** Provided data **
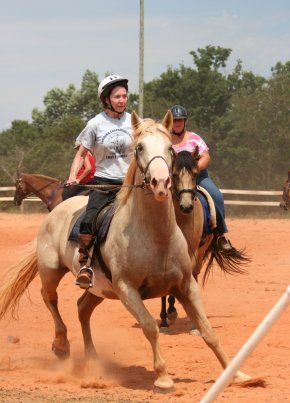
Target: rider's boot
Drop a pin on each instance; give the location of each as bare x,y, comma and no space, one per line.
85,276
223,244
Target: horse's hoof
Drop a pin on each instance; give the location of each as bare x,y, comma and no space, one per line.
164,385
241,377
61,354
171,317
194,332
164,329
163,391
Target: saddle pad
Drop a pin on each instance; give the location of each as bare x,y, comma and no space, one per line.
206,214
102,229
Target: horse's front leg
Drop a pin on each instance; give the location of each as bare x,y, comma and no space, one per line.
192,305
163,316
131,299
171,311
86,305
50,279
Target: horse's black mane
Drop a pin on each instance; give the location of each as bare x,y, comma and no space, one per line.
185,159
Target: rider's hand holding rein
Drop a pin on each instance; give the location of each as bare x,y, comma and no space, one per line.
78,162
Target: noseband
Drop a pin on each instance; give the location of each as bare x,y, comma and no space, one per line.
144,171
190,191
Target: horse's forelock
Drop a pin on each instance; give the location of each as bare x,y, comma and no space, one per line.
148,126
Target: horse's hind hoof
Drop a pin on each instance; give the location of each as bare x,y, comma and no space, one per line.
164,329
171,317
163,391
61,354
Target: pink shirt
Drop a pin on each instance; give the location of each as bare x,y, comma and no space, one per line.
193,141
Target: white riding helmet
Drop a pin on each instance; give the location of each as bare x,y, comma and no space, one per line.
111,81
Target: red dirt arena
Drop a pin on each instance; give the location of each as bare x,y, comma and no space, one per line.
235,305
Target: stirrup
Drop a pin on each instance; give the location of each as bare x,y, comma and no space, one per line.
85,278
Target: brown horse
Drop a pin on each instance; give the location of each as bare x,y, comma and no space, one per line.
191,219
145,253
285,201
48,189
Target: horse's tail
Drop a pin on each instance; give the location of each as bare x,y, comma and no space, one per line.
230,263
16,281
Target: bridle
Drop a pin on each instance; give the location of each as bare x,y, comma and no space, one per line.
143,171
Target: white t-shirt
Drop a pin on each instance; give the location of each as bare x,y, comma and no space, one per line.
111,141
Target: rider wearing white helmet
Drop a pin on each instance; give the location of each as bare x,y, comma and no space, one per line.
109,135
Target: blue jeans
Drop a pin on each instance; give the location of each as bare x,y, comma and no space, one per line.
204,180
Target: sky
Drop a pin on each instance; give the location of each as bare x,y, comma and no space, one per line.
47,44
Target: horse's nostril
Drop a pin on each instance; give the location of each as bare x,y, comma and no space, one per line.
186,209
154,182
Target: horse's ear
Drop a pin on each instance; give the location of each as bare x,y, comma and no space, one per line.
195,153
167,121
135,121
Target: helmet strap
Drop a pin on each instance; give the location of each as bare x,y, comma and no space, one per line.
109,106
182,132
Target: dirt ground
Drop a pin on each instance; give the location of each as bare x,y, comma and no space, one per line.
235,305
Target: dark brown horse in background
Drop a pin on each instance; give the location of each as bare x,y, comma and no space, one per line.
190,219
285,201
48,189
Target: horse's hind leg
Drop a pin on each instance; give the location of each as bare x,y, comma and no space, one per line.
50,279
133,302
192,305
86,305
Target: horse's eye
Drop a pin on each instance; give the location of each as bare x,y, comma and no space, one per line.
139,148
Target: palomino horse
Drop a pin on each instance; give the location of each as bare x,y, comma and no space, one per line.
145,253
48,189
285,202
191,219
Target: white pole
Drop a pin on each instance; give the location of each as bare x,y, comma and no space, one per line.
229,372
141,60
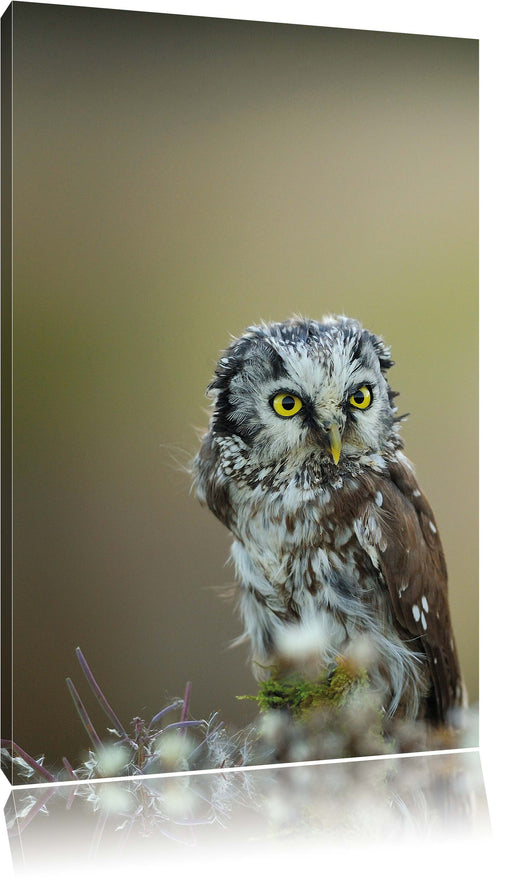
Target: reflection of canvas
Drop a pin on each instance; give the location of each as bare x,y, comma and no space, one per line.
176,179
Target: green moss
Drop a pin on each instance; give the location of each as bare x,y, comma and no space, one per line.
298,694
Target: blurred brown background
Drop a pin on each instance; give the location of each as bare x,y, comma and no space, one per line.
176,179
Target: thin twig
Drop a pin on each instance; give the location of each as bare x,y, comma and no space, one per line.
37,767
82,713
160,714
69,768
186,702
98,692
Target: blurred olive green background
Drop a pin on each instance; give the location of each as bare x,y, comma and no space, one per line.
176,179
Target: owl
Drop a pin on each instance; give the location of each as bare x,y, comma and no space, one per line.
304,464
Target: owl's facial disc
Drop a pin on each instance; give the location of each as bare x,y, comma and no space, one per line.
335,442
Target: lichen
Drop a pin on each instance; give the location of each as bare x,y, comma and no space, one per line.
299,694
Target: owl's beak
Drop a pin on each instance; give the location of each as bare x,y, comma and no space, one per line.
335,442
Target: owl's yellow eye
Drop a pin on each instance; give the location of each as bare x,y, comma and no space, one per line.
361,399
286,404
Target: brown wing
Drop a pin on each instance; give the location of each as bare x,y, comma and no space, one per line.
413,567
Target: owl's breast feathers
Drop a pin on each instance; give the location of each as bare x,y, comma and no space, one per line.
361,546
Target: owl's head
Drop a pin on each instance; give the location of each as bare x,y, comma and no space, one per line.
301,386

** Job **
Write out every line of the items above as a single numbered list, skipping blank lines and leaving out the pictures.

** Task answer **
1. Target: rider's boot
2. Drop a pin on each instance; give the location of each as bare x,y, comma and no space, one per line.
3. 85,276
4. 223,244
5. Target: horse's hoof
6. Drop a pin on each instance; give the location of each as bare x,y, comma and no space, one per line.
7. 164,385
8. 241,377
9. 61,354
10. 171,317
11. 194,332
12. 164,329
13. 163,391
14. Target: saddle pad
15. Drop a pin on each instance; give the location of each as bare x,y, comma and no space, one per line.
16. 206,214
17. 102,229
18. Target: horse's front leg
19. Drop a pin on each instance; give the location of each as bare x,y, comma and no space, one per line.
20. 192,305
21. 163,316
22. 131,299
23. 171,311
24. 86,305
25. 50,279
26. Target: horse's black mane
27. Drop a pin on each instance; give the location of each as bare x,y, comma and no space, one per line.
28. 185,159
29. Target: rider's hand holding rein
30. Drop a pin on each instance; give the location of each as bare x,y, comma and no space, one per line.
31. 78,162
32. Target: noseband
33. Drop a pin on each instance; give the location of each as bare x,y, comma and no space, one per line.
34. 144,171
35. 190,191
36. Target: horse's forelock
37. Drop a pin on each instance; give the location of each as bare x,y, comma and no space, one per line.
38. 148,126
39. Target: horse's hind hoof
40. Drop a pin on each instance; give the location of each as bare x,y, comma and no space, one per line.
41. 164,329
42. 171,317
43. 163,391
44. 61,354
45. Target: pink shirt
46. Drop a pin on each instance; give the location of each as bare x,y, comma and no space, one per line.
47. 193,141
48. Target: white riding helmet
49. Drop a pin on each instance; give the location of each as bare x,y, comma and no space, one per line.
50. 111,81
51. Target: red dirt arena
52. Drop a pin on each instance; give the location of each as bare x,y, comma and no space, one per line.
53. 235,305
54. Target: stirrup
55. Drop a pin on each instance; give the location of each as bare x,y, comma and no space, one per line.
56. 85,278
57. Target: brown horse
58. Drop a pin on each instance; give the location of each as bare x,y, comma and no space, one per line.
59. 191,219
60. 145,253
61. 285,201
62. 48,189
63. Target: horse's tail
64. Drop a pin on each instance; give the location of each as bare x,y, comma and no space, one per line.
65. 230,263
66. 16,281
67. Target: bridle
68. Drop a pin on each instance; give the location of each as bare x,y, comma and no space, one per line.
69. 143,171
70. Target: white t-shirt
71. Drop a pin on each instance; give the location of each as bare x,y, comma and no space, one per line.
72. 111,141
73. Target: rider wearing white helmet
74. Drop a pin on each instance; give the location of each as bare x,y, comma and no space, one per line.
75. 109,135
76. Target: blue jeans
77. Drop a pin on each instance; give the location of each as bare x,y, comma and no space, one per line.
78. 204,180
79. Target: sky
80. Drop a pin on each instance; give the location of each as bare x,y, comma and no space, one per line.
81. 47,44
82. Target: horse's nostril
83. Drop a pin on each instance; give the location of each as bare x,y, comma and no space, one per line.
84. 186,209
85. 154,182
86. Target: horse's ear
87. Drop a pin on each instance; give the location of each as bare x,y, comma and no space, one per line.
88. 195,153
89. 167,121
90. 135,121
91. Target: helmet strap
92. Drop a pin on each instance; give the location of each as bare x,y, comma and no space, one per line.
93. 109,106
94. 182,132
95. Target: dirt ground
96. Drop a pin on each instance; give the location of each as bare x,y, comma and no space, one per line.
97. 235,305
98. Target: dark brown horse in background
99. Drop a pin on each instance; give the location of each as bare x,y, comma and no space, one per line.
100. 190,219
101. 285,201
102. 48,189
103. Target: horse's hind leg
104. Drop a pin on each instance; give the location of each as bare x,y, comma and no space, one per line.
105. 50,279
106. 133,302
107. 192,305
108. 86,305
109. Target: horse's eye
110. Drop a pin on each instance; give the location of each as bare x,y, comma and no space, one per line.
111. 139,148
112. Target: palomino horse
113. Drop a pin on each instance; give the location of each as bare x,y, comma and no space, one per line.
114. 145,253
115. 48,189
116. 285,202
117. 191,219
118. Target: white pole
119. Drop a pin on each instance; give the location of each as bare x,y, comma and no space, one per line.
120. 229,372
121. 141,60
122. Target: reflection of canvas
123. Drop a pin on each instance; give the location of each as bare x,y, comma and no space, one per line.
124. 176,179
125. Target: green moss
126. Drop a pin on each instance; give the location of each as bare x,y, comma and no space, one per line.
127. 298,694
128. Target: blurred brown background
129. Drop a pin on each instance; give the location of each as bare x,y, comma and no space, one per line.
130. 176,179
131. Target: thin twig
132. Drop a pin on each instance; give the location of each as bare x,y, comma and no space, one per line.
133. 37,767
134. 82,713
135. 160,714
136. 69,768
137. 186,702
138. 98,692
139. Target: blurred olive green background
140. Drop a pin on each instance; give the location of each as bare x,y, comma and no space, one per line.
141. 176,179
142. Target: owl
143. Drop a pin on each instance; give the location of each as bare x,y, comma and no space, one per line.
144. 304,464
145. Target: owl's facial disc
146. Drop a pin on each instance; give the location of each as bare x,y, comma and no space, one per line.
147. 335,442
148. Target: lichen
149. Drop a pin on each instance; give the location of each as bare x,y, comma and no space, one per line.
150. 299,694
151. Target: owl's beak
152. Drop a pin on each instance; give the location of each as bare x,y, comma and no space, one per line.
153. 335,442
154. Target: owl's yellow eye
155. Drop a pin on each instance; give the location of each as bare x,y, comma and no space, one per line.
156. 361,399
157. 286,404
158. Target: brown wing
159. Drop a pin on each instance; give the location of each as bare x,y, comma and no space, one per line.
160. 413,567
161. Target: owl's breast feathers
162. Drop a pin on each instance; give the location of each as bare x,y, comma and no space, one per line.
163. 361,546
164. Target: owl's head
165. Drop a pin on each instance; give the location of each as bare x,y, comma and no space, one per line.
166. 301,386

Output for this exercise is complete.